| Task details |
Please reproduce the listing below word for word, from its very first line through the line that contains "[[382, 373], [48, 581]]", with both of those lines included.

| Listed entries |
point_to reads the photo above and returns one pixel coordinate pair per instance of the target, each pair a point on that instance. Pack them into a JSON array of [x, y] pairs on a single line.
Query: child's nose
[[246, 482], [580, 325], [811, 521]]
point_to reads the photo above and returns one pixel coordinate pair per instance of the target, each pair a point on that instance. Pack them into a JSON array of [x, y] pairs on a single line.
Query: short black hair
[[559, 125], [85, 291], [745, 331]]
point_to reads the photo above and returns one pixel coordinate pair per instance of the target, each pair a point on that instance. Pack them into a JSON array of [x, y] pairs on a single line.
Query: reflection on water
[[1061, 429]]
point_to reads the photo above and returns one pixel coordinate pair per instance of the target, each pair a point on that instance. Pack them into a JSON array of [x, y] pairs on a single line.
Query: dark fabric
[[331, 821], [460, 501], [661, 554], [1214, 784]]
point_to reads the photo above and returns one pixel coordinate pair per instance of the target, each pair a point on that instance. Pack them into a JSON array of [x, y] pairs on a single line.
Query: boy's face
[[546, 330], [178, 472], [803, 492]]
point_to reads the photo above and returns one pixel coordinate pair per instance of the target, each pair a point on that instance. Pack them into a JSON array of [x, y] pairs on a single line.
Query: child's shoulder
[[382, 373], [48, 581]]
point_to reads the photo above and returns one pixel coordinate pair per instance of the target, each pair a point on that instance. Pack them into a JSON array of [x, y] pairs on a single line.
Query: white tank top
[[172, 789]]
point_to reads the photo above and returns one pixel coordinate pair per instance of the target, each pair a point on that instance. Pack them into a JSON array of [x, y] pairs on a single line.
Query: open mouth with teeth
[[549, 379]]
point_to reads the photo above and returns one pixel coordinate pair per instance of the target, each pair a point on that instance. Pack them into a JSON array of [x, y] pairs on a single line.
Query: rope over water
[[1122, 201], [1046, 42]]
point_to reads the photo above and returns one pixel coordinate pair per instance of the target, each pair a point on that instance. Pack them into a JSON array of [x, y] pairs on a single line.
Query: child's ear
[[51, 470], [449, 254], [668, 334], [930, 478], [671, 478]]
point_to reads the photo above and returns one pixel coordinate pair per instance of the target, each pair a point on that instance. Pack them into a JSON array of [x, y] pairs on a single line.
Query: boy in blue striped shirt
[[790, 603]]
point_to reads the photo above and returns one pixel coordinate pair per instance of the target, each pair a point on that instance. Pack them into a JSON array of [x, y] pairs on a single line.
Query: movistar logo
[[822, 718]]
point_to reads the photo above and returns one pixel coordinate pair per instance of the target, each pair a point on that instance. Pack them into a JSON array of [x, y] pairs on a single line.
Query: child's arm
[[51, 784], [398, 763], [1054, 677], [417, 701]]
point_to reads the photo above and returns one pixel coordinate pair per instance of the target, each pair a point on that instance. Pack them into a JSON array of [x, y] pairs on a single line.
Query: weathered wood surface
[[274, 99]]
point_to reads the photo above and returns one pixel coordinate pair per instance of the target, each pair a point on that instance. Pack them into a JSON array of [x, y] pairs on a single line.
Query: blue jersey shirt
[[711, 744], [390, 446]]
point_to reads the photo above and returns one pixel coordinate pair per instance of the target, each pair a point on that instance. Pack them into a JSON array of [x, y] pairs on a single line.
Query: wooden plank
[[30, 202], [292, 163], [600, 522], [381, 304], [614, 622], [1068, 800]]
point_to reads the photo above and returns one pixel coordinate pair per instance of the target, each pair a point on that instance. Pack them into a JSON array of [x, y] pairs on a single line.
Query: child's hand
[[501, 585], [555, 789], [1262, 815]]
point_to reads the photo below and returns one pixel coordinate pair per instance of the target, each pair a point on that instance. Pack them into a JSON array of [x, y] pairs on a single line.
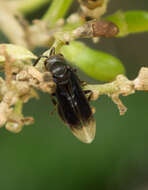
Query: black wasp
[[72, 105]]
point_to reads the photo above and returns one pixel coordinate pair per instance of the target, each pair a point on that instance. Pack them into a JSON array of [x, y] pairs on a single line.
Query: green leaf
[[96, 64], [16, 52], [130, 21]]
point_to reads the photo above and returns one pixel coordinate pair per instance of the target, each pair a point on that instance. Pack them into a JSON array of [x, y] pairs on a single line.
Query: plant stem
[[56, 11], [18, 107], [29, 6]]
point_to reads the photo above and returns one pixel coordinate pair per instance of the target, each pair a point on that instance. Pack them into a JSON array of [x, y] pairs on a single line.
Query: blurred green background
[[47, 156]]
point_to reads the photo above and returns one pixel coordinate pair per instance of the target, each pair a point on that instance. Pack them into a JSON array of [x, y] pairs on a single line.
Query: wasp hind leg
[[38, 59], [88, 94], [55, 107]]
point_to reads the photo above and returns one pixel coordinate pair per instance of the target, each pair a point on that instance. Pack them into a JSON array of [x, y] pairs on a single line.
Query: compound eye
[[58, 69]]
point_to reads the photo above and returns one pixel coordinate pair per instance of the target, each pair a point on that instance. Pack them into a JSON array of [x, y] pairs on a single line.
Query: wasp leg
[[52, 51], [54, 103], [88, 93], [37, 60]]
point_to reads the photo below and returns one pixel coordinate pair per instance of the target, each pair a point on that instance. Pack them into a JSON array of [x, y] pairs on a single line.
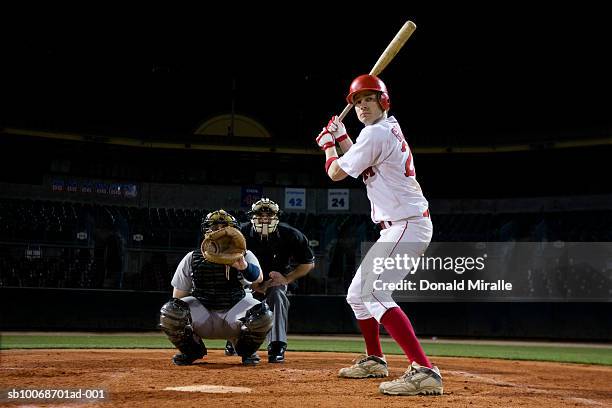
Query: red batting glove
[[337, 129], [326, 139]]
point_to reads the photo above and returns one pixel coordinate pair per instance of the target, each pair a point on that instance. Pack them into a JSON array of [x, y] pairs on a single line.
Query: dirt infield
[[139, 378]]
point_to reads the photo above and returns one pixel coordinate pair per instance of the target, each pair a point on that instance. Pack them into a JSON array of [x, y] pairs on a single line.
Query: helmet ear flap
[[383, 100]]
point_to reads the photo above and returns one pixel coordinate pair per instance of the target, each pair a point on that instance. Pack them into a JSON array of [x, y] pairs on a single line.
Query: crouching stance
[[209, 300]]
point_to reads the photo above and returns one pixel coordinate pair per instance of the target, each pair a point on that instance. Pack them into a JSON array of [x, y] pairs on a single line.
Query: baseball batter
[[209, 301], [381, 156]]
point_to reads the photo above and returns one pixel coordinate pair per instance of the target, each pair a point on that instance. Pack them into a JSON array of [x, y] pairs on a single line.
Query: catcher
[[209, 300]]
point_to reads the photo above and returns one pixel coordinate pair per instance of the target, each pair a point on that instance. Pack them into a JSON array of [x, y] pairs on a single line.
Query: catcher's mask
[[264, 216], [218, 219]]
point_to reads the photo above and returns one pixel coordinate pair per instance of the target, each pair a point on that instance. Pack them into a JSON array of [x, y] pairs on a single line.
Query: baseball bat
[[387, 56]]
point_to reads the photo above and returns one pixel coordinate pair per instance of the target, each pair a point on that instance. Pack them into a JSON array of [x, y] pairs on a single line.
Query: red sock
[[369, 329], [398, 326]]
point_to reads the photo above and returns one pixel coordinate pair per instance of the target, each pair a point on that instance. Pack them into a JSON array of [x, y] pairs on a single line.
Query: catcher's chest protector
[[213, 286]]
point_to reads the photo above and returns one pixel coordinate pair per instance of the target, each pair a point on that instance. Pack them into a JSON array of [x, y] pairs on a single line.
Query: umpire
[[277, 246]]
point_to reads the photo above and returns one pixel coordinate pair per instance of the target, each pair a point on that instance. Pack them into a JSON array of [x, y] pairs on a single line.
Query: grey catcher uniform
[[209, 302]]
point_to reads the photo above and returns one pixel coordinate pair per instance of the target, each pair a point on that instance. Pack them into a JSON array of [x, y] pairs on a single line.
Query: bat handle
[[345, 112]]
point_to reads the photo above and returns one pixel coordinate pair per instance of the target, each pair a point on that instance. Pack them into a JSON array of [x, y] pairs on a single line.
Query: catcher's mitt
[[224, 246]]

| The reply |
point_to reads the photo above and returns one pixel coordinate pair per instance of the target, each pair a point on that instance. Pack them into a JSON array of [x, y] pairs on a single line.
Query: child's nose
[[246, 482], [580, 325], [811, 521]]
point_to reads the photo above and returns one pixel coordinate pair per instance of the target, each pair a point on that instance. Pack them into a JSON array of [x, y] pairs on a single line.
Query: short black hair
[[559, 125], [85, 291], [745, 331]]
point_to reads the photo above and returns one pixel coordinate pair per instance of the target, each pair a point on that instance. Pack them into a JSON array of [x, y] pairs on a single line.
Query: reflection on water
[[1061, 429]]
point_to reads the photo above and returns one pixel coordinate pair per instance of the target, each pair a point on that instance. Pack them into a JSON array of [x, y] pairs on a single line.
Query: dark fabric
[[331, 821], [460, 501], [661, 554], [1214, 784]]
point_to reads the photo above and returns one pixel coordinate pair per instance of the target, each pair a point on that instance. Pack them into a JSON array of [x, y] pairs on a single line.
Query: boy's face
[[546, 330], [178, 472], [803, 492]]
point_to reads the photo above and returns one pixel coordinate pair per instance of the target, each pair a point on that instance. Pack them into a JSON array of [x, y] pairs on a single line.
Query: child's shoulder
[[382, 373], [48, 581]]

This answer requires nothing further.